- PASSAGE TO READ:
=== Section Start ===
- Conference: Big Ten Conference
- Record: 6–4 (4–3 Big Ten)
- Head coach: Bump Elliott (8th season);
- MVP: Jack Clancy
- Captain: Jack Clancy
- Home stadium: Michigan Stadium

= 1966 Michigan Wolverines football team =

American college football season

The 1966 Michigan Wolverines football team represented the University of Michigan in the 1966 Big Ten Conference football season. In its eighth year under head coach Bump Elliott, Michigan compiled a 6–4 record (4–3 against conference opponents), tied for third place in the Big Ten, and outscored opponents by a combined total of 236 to 138.

After opening the season with non-conference victories over Oregon State and California, Michigan lost three consecutive games, including losses to No. 1 Michigan State and No. 9 Purdue. The team then won four of its final five games, including a 17–3 victory over rival Ohio State.

Right end Jack Clancy was the team captain and the recipient of the team's most valuable player award. He set a school record and led the Big Ten with 1,077 receiving yards and received both All-American and All-Big Ten honors.

The team's other statistical leaders included quarterback Dick Vidmer with 1,609 passing yards, Dave Fisher with 672 rushing yards, and Jim Detwiler with 60 points scored. Detwiler's 60 points led the Big Ten, and Vidmer's passing yards ranked second behind Bob Griese of Purdue.
=== Section End ===
- DATA LISTING:
=== Section Start ===
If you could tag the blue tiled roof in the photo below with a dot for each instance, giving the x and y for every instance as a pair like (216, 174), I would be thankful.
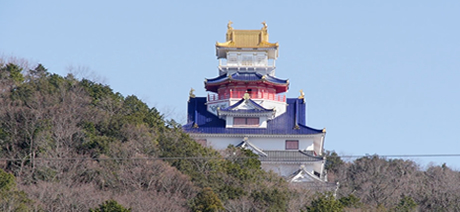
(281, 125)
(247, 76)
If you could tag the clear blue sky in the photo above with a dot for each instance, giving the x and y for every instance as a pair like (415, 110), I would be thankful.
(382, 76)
=== Section End ===
=== Section Start ===
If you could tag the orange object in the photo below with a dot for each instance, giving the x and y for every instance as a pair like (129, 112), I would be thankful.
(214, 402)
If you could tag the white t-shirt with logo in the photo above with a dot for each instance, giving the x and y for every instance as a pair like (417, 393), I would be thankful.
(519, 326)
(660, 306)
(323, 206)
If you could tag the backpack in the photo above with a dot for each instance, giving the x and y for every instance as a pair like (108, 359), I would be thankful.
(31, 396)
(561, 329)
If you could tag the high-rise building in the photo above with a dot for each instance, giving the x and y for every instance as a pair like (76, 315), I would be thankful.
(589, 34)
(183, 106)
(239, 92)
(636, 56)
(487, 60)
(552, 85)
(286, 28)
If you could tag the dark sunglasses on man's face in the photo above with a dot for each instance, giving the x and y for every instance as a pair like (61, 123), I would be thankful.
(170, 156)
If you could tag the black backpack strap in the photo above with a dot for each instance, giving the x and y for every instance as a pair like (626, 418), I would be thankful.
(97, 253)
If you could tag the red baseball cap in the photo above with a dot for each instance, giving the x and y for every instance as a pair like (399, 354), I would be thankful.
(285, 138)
=== Section End ===
=== Section Start ===
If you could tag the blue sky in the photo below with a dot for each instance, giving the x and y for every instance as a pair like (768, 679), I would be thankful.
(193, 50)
=== Section End ===
- WHAT TO WORK ON:
• A. Translate this sentence from the 1966 Michigan football text into Spanish: "Right end Jack Clancy was the team captain and the recipient of the team's most valuable player award."
• B. Repeat the part of the 1966 Michigan football text starting with "Right end Jack" and going on through "All-Big Ten honors.", switching "team captain" to "team leader".
• C. Check each statement against the 1966 Michigan football text, answering yes or no and quoting the words that decide it: (i) Michigan beat Ohio State by a score of 17–3. (ii) Dave Fisher led the team in points scored. (iii) Dick Vidmer led the Big Ten in passing yards.
The listing comes from a different source than the 1966 Michigan football text.

- ANSWERS TO THE EXERCISE:
• A. El ala derecha Jack Clancy fue el capitán del equipo y el receptor del premio al jugador más valioso del equipo.

• B.
Right end Jack Clancy was the team leader and the recipient of the team's most valuable player award. He set a school record and led the Big Ten with 1,077 receiving yards and received both All-American and All-Big Ten honors.

• C.
(i) Yes: "including a 17–3 victory over rival Ohio State."
(ii) No: "Jim Detwiler with 60 points scored."
(iii) No: "Vidmer's passing yards ranked second behind Bob Griese of Purdue."